__Exercise requirements__
Your task is to retype each line of the data below exactly.

[Collected data]

------------------------------------------------

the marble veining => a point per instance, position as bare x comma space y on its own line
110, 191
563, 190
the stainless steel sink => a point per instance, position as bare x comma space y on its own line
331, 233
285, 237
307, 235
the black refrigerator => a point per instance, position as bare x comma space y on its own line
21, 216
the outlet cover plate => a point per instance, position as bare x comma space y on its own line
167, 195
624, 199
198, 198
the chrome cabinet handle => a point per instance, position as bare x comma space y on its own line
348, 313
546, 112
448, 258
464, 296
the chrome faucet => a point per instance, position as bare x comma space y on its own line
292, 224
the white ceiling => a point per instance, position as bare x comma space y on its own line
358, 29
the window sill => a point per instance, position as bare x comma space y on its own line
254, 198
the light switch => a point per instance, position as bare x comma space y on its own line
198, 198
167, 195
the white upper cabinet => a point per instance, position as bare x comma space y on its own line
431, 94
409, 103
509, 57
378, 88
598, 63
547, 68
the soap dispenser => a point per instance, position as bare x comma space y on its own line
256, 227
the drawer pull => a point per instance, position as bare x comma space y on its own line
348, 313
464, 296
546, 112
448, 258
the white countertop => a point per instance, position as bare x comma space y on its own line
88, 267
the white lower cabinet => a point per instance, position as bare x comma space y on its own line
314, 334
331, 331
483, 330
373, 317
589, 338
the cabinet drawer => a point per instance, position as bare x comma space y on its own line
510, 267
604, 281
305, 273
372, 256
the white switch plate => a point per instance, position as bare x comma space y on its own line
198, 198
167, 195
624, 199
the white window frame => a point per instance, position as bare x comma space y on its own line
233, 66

------------------------------------------------

__Result of this exercise__
the marble veining => a point per instance, position as bare x comma space y on its own line
110, 191
563, 190
the stainless steel sink => a point per instance, position as bare x comma space y on its own line
331, 233
285, 237
307, 235
the black refrigerator => a point per instance, position as bare x comma space y on its own line
21, 216
the outlet cover plate => a point per instance, position as bare x comma space y on its own line
167, 195
624, 199
198, 198
the chrome cabinet handle => a point per instance, position as bare x comma space y on its own line
348, 313
546, 112
448, 258
464, 296
the chrome faucet => a point per instance, position as bare x comma space y on its own line
292, 224
the white ceiling => a point per instance, position as bare x comma space y on its own line
358, 29
the window sill => a point per instance, position as bare x comma space y on its own line
254, 198
the light switch => a point per instance, position as bare x comma space y on its own line
198, 198
167, 195
the white upper cabinet => a point per instance, position as bare x comma space y on its own line
431, 94
409, 103
509, 57
378, 88
598, 63
547, 68
the soap dispenser => a point per instance, position as bare x comma space y on its own line
256, 227
the drawer pull => a point per instance, position as bare x comma space y on its own line
348, 313
464, 296
546, 112
448, 258
the white countertop => a point per instance, position as bare x comma space y on its own line
88, 267
the white lower cabinet => a point per instance, position as bare x comma space y on its own line
314, 334
331, 331
483, 330
373, 317
589, 338
the cabinet drawer => a point per instance, position as bare x comma space y on its own line
510, 267
604, 281
305, 273
372, 256
the white switch plate => a point per instance, position as bare x comma space y on its own line
198, 198
167, 195
624, 199
the white window frame => a point per instance, position as bare x comma space y on its own line
233, 66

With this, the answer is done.